The CPU scheduler sees the decreasing CPU utilization, and increases the degree of
multiprogramming as a result. The new process tries to get started by taking frames from
running processes, causing more page faults, and a longer queue for the paging device. As
a result, CPU utilization drops even further, and the CPU scheduler tries to increase the
degree of multiprogramming even more. Thrashing has occurred and system throughput
plunges. The page fault rate increases tremendously. As a result, the effective memory
access time increases. No work is getting done, because the processes are spending all their
time paging. This phenomenon is illustrated in the Figure 5.36, in which CPU utilization
is plotted against the degree of multiprogramming. As the degree of multiprogramming
increases, CPU utilization also increases, although more slowly, until a maximum is reached.
If the degree of multiprogramming is increased even further, thrashing sets in and CPU
utilization drops sharply. At this point, to increase CPU utilization and stop thrashing, we
must decrease the degree of multiprogramming. We can limit the effects of thrashing by using
a local replacement algorithm (or priority replacement algorithm). With local replacement,
if one process starts thrashing, it cannot steal frames from another process and cause the
latter to thrash also. Pages are replaced with regard to the process of which they are a part.

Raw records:
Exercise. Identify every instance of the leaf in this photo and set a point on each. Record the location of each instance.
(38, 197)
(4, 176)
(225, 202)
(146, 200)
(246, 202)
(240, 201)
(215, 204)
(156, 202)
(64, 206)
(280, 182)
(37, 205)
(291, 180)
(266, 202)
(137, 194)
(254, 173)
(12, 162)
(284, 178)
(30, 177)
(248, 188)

[Actions to take]
**a)** Return the passage on thrashing word for word.
**b)** Write out all the records again, including the request line, and offset the point coordinates by adding 67 to every x and y value.

[Solutions by task]
**a)**
The CPU scheduler sees the decreasing CPU utilization, and increases the degree of
multiprogramming as a result. The new process tries to get started by taking frames from
running processes, causing more page faults, and a longer queue for the paging device. As
a result, CPU utilization drops even further, and the CPU scheduler tries to increase the
degree of multiprogramming even more. Thrashing has occurred and system throughput
plunges. The page fault rate increases tremendously. As a result, the effective memory
access time increases. No work is getting done, because the processes are spending all their
time paging. This phenomenon is illustrated in the Figure 5.36, in which CPU utilization
is plotted against the degree of multiprogramming. As the degree of multiprogramming
increases, CPU utilization also increases, although more slowly, until a maximum is reached.
If the degree of multiprogramming is increased even further, thrashing sets in and CPU
utilization drops sharply. At this point, to increase CPU utilization and stop thrashing, we
must decrease the degree of multiprogramming. We can limit the effects of thrashing by using
a local replacement algorithm (or priority replacement algorithm). With local replacement,
if one process starts thrashing, it cannot steal frames from another process and cause the
latter to thrash also. Pages are replaced with regard to the process of which they are a part.

**b)**
Exercise. Identify every instance of the leaf in this photo and set a point on each. Record the location of each instance.
(105, 264)
(71, 243)
(292, 269)
(213, 267)
(313, 269)
(307, 268)
(282, 271)
(223, 269)
(131, 273)
(347, 249)
(104, 272)
(358, 247)
(333, 269)
(204, 261)
(321, 240)
(79, 229)
(351, 245)
(97, 244)
(315, 255)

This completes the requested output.